**WORK TO BE COMPLETED**
Reproduce the lines below character for character, with nothing changed.

════════

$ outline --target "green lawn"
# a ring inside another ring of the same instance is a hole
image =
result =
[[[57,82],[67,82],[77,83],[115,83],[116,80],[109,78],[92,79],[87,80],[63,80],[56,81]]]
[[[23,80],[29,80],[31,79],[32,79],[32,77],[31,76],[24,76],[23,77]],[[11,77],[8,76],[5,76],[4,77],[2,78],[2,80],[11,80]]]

════════

**THE SOLUTION**
$ outline --target "green lawn"
# a ring inside another ring of the same instance is a hole
image =
result =
[[[57,82],[67,82],[77,83],[115,83],[116,80],[109,78],[92,79],[87,80],[63,80],[56,81]]]
[[[23,80],[29,80],[31,79],[32,79],[32,77],[31,76],[24,76],[23,77]],[[11,77],[8,76],[5,76],[4,77],[2,78],[2,80],[11,80]]]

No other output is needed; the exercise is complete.